**YOUR GOAL:**
Reproduce word for word the passage of the Overwatch League article below that runs from "After over a" up to and including "for the OWL.".
━━━━━ SOURCE ━━━━━
After over a year of online play, the Overwatch League is set to return to an in-person setting starting this June in Hangzhou, China. The league announced the live events Tuesday evening to a slew of happy international fans. This is one, if not, the first step for the return to full-time offline competition for the OWL.
Hangzhou Spark #OWL2021 Live Event
Coming June 4th-6th at Hangzhou! (*°▽°*)八(*°▽°*)♪ pic.twitter.com/9ktwuIRo33— Hangzhou Spark (@Hangzhou_Spark) April 14, 2021
The three planned homestands are set to take place in Hangzhou, Shanghai, and Guangzhou throughout the season. Hangzhou’s Homestand will take place during the June Joust tournament cycle. Shanghai will host the Summer Showdown in July. And the live event in Guangzhou will coincide with the Countdown Cup in August.
We’re doing (some of it) live!
There will be three live events in China this season for #OWL2021
👀👉 https://t.co/xQA68p8RpX pic.twitter.com/wZocZEQvdq
— Overwatch League (@overwatchleague) April 14, 2021
The OWL did also explain that the five Chinese-based teams of the league–Chengdu, Guangzhou, Hangzhou, L.A. Valiant, and Shanghai–will all be featured on stage during these events. The non-Chinese organizations–New York, Philadelphia, and Seoul–will still play during these events but over the league’s cloud servers.
━━━━━ DATASET ━━━━━
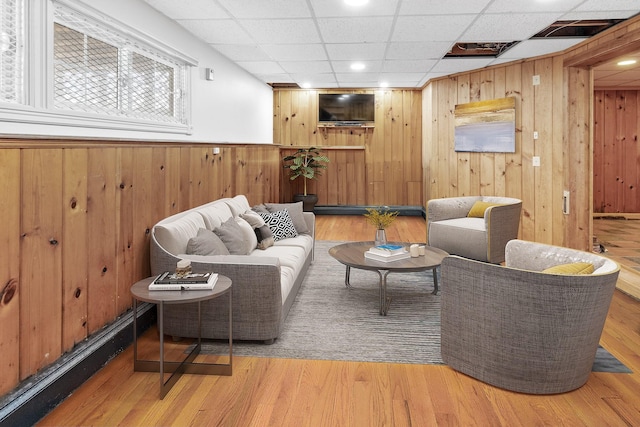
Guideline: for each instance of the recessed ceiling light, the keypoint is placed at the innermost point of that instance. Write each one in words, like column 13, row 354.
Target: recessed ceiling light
column 356, row 2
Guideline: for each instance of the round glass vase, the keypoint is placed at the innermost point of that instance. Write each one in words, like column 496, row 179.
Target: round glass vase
column 381, row 237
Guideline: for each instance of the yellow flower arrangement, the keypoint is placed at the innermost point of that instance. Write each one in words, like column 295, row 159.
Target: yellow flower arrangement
column 381, row 218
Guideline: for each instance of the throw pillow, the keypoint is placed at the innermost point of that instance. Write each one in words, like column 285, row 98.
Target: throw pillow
column 253, row 219
column 233, row 237
column 478, row 208
column 206, row 243
column 280, row 224
column 571, row 268
column 264, row 236
column 295, row 212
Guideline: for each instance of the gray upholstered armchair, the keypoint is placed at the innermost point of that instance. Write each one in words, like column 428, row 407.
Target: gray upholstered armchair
column 522, row 329
column 480, row 234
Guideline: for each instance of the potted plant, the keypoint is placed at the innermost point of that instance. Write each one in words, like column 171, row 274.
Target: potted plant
column 381, row 218
column 308, row 164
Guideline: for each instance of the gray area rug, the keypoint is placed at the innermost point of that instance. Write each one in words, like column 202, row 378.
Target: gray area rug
column 328, row 321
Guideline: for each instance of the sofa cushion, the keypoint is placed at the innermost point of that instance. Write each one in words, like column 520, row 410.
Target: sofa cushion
column 234, row 238
column 174, row 233
column 571, row 268
column 280, row 224
column 215, row 214
column 478, row 209
column 206, row 243
column 295, row 212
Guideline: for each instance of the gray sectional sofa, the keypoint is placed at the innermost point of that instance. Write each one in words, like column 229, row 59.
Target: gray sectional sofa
column 265, row 281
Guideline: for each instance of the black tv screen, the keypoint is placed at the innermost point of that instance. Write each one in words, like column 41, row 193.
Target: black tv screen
column 346, row 107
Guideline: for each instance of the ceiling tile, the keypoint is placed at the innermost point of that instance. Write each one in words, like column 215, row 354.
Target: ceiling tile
column 442, row 7
column 355, row 51
column 507, row 27
column 355, row 30
column 266, row 9
column 537, row 47
column 282, row 30
column 431, row 28
column 338, row 8
column 189, row 9
column 222, row 31
column 242, row 52
column 295, row 52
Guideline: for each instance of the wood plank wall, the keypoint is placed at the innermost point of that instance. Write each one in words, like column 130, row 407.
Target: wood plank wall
column 75, row 229
column 381, row 165
column 616, row 151
column 538, row 108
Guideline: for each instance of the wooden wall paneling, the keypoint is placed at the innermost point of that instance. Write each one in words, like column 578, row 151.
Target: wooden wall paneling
column 128, row 261
column 10, row 280
column 463, row 158
column 499, row 89
column 513, row 161
column 630, row 158
column 599, row 125
column 557, row 153
column 172, row 181
column 577, row 176
column 528, row 151
column 474, row 158
column 41, row 260
column 543, row 148
column 74, row 254
column 101, row 237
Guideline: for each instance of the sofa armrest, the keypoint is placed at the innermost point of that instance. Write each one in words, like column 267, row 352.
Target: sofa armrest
column 502, row 224
column 449, row 208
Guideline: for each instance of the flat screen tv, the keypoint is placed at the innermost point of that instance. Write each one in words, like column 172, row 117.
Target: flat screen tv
column 346, row 108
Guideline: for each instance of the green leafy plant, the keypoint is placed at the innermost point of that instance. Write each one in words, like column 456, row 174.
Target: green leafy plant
column 381, row 217
column 307, row 163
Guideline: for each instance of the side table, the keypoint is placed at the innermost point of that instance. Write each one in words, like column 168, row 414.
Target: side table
column 140, row 292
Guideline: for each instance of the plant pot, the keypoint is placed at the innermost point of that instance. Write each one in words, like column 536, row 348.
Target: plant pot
column 308, row 202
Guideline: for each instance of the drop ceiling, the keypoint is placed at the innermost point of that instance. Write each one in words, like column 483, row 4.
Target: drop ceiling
column 402, row 43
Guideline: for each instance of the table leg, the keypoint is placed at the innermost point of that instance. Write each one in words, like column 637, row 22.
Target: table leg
column 384, row 300
column 435, row 281
column 346, row 277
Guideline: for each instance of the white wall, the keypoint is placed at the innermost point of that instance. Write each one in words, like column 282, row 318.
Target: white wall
column 234, row 108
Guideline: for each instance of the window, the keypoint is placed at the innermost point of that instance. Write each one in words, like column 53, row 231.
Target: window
column 98, row 70
column 11, row 51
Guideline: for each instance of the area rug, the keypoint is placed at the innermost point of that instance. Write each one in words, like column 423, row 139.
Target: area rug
column 329, row 321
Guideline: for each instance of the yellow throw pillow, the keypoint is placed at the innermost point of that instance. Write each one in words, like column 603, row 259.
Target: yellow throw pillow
column 478, row 208
column 573, row 268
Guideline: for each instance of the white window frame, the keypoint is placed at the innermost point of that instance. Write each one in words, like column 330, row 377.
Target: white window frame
column 39, row 97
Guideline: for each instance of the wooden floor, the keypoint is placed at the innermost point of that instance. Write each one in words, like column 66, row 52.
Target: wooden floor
column 282, row 392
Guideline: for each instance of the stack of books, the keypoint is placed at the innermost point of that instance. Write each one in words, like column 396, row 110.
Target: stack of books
column 169, row 281
column 387, row 253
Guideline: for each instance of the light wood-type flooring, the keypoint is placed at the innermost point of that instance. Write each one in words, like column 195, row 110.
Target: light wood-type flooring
column 281, row 392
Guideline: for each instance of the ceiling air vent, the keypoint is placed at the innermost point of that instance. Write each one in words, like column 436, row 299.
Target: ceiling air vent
column 579, row 28
column 491, row 49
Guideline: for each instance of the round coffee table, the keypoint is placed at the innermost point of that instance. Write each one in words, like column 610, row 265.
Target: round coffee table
column 352, row 255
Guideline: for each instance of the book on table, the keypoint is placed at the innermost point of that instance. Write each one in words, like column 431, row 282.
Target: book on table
column 386, row 258
column 388, row 249
column 169, row 281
━━━━━
**ANSWER:**
After over a year of online play, the Overwatch League is set to return to an in-person setting starting this June in Hangzhou, China. The league announced the live events Tuesday evening to a slew of happy international fans. This is one, if not, the first step for the return to full-time offline competition for the OWL.